━━ Ausgewählter Auszug ━━

Das Geheimnis von Muzak, das die Firma nicht preisgeben will, hat der Musikwissenschaftler Jan Felix Frenkel von der Universität Halle untersucht. Frenkel fand bespielsweise heraus, dass bei Muzak die Titel nach dem Prinzip steigender Emotionalität geordnet werden. Das Tempo der Musik , das sich grundsätzlich am menschlichen Puls orientiert, zieht leicht an. Wichtig bei Muzak ist auch die Wiedererkennbarkeit, die durch die Bevorzugung einfacher musikalischer Strukturen gewährleistet wird. Meist werden Titel so arrangiert, dass sie zwar bekannt klingen, aber nicht wirklich zu identifizieren sind. In diesem Fall würden sie zu stark ablenken, vermutet Frenkel, dessen Arbeit in einem musikwissenschaftichen Internetprojekt nachgelesen werden kann (www.musikwiss.uni-halle.de/musikhoer-reader).

━━━
━━ Aufgeführte Einträge ━━

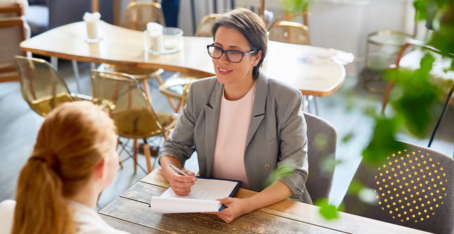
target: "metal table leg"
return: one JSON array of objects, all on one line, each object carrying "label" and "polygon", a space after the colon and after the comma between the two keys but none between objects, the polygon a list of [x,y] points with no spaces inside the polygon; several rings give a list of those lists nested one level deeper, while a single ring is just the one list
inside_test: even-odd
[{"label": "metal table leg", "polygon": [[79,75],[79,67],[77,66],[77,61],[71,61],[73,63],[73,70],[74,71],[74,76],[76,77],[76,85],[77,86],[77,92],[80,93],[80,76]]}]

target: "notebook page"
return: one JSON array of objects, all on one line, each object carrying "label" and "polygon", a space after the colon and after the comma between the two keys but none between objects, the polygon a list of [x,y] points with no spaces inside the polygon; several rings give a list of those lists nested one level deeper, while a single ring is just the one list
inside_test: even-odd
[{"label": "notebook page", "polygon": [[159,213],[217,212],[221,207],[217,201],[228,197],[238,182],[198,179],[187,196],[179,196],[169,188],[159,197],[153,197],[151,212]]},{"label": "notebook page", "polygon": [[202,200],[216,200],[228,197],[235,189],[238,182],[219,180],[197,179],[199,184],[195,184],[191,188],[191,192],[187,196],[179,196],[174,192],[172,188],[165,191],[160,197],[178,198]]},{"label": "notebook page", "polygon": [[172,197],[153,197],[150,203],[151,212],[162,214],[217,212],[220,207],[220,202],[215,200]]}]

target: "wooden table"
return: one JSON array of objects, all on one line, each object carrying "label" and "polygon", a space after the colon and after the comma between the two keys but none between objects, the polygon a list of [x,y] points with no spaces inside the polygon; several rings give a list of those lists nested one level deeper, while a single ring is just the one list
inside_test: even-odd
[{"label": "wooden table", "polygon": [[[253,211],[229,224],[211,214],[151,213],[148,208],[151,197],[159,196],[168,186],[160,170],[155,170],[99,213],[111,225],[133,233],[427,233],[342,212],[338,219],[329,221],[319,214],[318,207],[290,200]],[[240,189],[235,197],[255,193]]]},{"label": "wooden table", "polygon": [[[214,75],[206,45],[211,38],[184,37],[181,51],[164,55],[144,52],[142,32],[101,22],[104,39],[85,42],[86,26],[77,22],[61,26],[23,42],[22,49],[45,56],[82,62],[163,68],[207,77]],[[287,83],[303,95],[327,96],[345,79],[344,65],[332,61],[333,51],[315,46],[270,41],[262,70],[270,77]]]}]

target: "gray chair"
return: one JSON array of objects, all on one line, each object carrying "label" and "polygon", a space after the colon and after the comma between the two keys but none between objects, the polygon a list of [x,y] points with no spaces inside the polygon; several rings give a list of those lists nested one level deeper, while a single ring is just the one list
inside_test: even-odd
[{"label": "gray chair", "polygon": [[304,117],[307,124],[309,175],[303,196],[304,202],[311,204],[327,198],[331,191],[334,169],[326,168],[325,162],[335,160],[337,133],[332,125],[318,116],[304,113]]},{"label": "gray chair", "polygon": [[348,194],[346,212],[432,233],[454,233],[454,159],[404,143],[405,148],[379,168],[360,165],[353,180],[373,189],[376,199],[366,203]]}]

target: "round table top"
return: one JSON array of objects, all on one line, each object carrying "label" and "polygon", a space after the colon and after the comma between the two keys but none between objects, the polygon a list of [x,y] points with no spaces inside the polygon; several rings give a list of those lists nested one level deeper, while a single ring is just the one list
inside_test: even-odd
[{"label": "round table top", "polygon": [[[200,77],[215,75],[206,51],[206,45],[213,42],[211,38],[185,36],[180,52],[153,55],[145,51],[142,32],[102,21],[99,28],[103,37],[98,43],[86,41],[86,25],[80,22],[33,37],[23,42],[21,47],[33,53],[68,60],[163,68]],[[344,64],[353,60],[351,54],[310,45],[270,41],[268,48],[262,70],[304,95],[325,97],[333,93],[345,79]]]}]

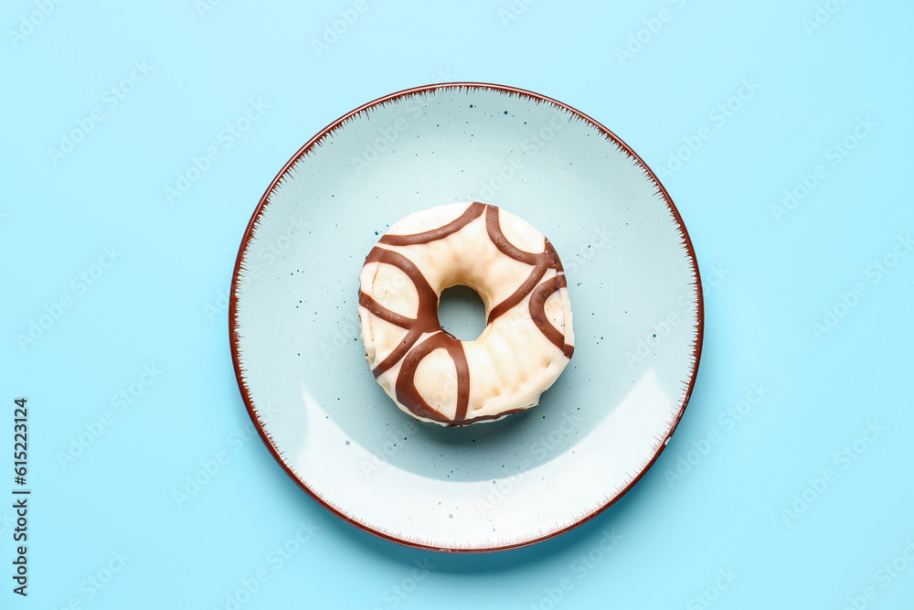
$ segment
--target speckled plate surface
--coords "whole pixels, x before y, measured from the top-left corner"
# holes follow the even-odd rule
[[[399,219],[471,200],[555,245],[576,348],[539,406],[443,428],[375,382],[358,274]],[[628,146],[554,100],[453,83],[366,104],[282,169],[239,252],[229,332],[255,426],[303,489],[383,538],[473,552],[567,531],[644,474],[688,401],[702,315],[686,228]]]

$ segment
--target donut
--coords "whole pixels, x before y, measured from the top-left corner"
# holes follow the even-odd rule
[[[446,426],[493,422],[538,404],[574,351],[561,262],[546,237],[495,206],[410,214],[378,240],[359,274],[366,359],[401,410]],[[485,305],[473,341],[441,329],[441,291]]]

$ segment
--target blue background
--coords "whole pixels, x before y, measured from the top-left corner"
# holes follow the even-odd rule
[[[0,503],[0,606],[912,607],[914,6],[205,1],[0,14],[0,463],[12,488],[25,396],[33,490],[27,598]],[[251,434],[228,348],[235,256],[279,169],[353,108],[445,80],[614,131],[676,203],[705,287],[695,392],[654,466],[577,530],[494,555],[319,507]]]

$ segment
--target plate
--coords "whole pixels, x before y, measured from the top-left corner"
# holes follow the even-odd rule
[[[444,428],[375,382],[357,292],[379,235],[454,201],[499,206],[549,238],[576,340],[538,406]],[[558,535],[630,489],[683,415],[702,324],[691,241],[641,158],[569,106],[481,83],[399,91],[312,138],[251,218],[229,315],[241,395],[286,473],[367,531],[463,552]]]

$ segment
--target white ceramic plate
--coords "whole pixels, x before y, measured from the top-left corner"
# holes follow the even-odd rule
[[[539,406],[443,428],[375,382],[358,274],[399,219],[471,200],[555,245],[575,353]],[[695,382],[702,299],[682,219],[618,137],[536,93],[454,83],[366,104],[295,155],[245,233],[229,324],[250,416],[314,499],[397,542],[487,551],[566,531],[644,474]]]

━━━
━━ Aufgeführte Einträge ━━

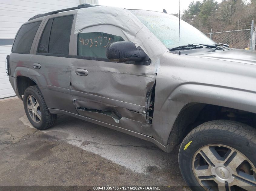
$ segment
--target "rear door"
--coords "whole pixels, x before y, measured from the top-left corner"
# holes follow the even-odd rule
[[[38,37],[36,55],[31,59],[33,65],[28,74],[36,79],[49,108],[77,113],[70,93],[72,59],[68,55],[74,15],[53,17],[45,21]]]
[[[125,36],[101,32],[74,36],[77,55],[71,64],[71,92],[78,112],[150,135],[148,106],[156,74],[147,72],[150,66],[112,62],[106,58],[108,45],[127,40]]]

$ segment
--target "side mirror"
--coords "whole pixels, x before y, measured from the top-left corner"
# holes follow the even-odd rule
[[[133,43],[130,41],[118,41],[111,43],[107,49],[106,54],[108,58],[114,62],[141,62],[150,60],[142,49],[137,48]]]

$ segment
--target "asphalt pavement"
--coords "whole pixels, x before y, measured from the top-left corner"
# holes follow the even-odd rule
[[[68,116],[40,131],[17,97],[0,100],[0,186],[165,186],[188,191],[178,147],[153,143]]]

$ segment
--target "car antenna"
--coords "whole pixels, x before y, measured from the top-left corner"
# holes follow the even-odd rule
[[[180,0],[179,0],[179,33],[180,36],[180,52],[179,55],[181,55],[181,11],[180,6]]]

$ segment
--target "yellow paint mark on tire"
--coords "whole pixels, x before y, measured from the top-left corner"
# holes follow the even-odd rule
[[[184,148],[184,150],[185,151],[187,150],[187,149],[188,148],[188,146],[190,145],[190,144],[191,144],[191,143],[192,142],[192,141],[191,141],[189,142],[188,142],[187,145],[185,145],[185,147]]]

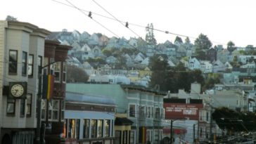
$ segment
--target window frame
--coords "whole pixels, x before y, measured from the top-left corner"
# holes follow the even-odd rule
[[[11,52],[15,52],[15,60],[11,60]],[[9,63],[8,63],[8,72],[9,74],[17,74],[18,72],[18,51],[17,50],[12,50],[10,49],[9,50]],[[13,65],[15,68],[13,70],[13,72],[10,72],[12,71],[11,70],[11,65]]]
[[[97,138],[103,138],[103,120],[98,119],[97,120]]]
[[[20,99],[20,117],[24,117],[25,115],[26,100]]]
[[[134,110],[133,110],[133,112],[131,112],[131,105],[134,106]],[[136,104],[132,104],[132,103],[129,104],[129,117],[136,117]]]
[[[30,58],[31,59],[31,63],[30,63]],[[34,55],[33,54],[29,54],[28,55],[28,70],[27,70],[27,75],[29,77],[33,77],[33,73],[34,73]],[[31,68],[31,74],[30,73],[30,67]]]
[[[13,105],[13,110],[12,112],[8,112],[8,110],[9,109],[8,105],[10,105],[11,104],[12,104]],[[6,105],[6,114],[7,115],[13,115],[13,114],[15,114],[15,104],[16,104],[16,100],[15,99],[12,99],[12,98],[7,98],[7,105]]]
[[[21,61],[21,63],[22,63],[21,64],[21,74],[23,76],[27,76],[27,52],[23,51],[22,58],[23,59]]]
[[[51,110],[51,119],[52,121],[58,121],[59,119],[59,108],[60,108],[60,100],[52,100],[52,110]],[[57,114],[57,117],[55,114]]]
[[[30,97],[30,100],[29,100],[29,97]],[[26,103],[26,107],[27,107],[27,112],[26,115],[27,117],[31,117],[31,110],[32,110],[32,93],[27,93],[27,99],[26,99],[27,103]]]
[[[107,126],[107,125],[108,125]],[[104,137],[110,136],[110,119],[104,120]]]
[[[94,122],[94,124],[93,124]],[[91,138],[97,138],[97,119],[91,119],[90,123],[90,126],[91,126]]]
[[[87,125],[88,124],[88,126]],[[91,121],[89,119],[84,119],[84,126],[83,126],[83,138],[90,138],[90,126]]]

━━━

• Zu erledigende Aufgaben:
1) Gib aus dem Auszug über Muzak die Passage von "Das Geheimnis von" bis "werden kann (www.musikwiss.uni-halle.de/musikhoer-reader)." wortgetreu wieder.
2) Stimmen diese Aussagen mit dem Auszug über Muzak überein? Beantworte jede mit Ja oder Nein und zitiere die ausschlaggebenden Worte wörtlich. (a) Bei Muzak werden die Titel nach steigender Emotionalität geordnet. (b) Das Tempo der Musik wird im Verlauf langsamer. (c) Bei Muzak werden komplexe musikalische Strukturen bevorzugt.
Das Material ist eigenständig und gehört nicht zum Auszug über Muzak.

• Ergebnisse je Aufgabe:
1)
Das Geheimnis von Muzak, das die Firma nicht preisgeben will, hat der Musikwissenschaftler Jan Felix Frenkel von der Universität Halle untersucht. Frenkel fand bespielsweise heraus, dass bei Muzak die Titel nach dem Prinzip steigender Emotionalität geordnet werden. Das Tempo der Musik , das sich grundsätzlich am menschlichen Puls orientiert, zieht leicht an. Wichtig bei Muzak ist auch die Wiedererkennbarkeit, die durch die Bevorzugung einfacher musikalischer Strukturen gewährleistet wird. Meist werden Titel so arrangiert, dass sie zwar bekannt klingen, aber nicht wirklich zu identifizieren sind. In diesem Fall würden sie zu stark ablenken, vermutet Frenkel, dessen Arbeit in einem musikwissenschaftichen Internetprojekt nachgelesen werden kann (www.musikwiss.uni-halle.de/musikhoer-reader).

2)
(a) Ja: "dass bei Muzak die Titel nach dem Prinzip steigender Emotionalität geordnet werden"
(b) Nein: "Das Tempo der Musik , das sich grundsätzlich am menschlichen Puls orientiert, zieht leicht an."
(c) Nein: "die durch die Bevorzugung einfacher musikalischer Strukturen gewährleistet wird"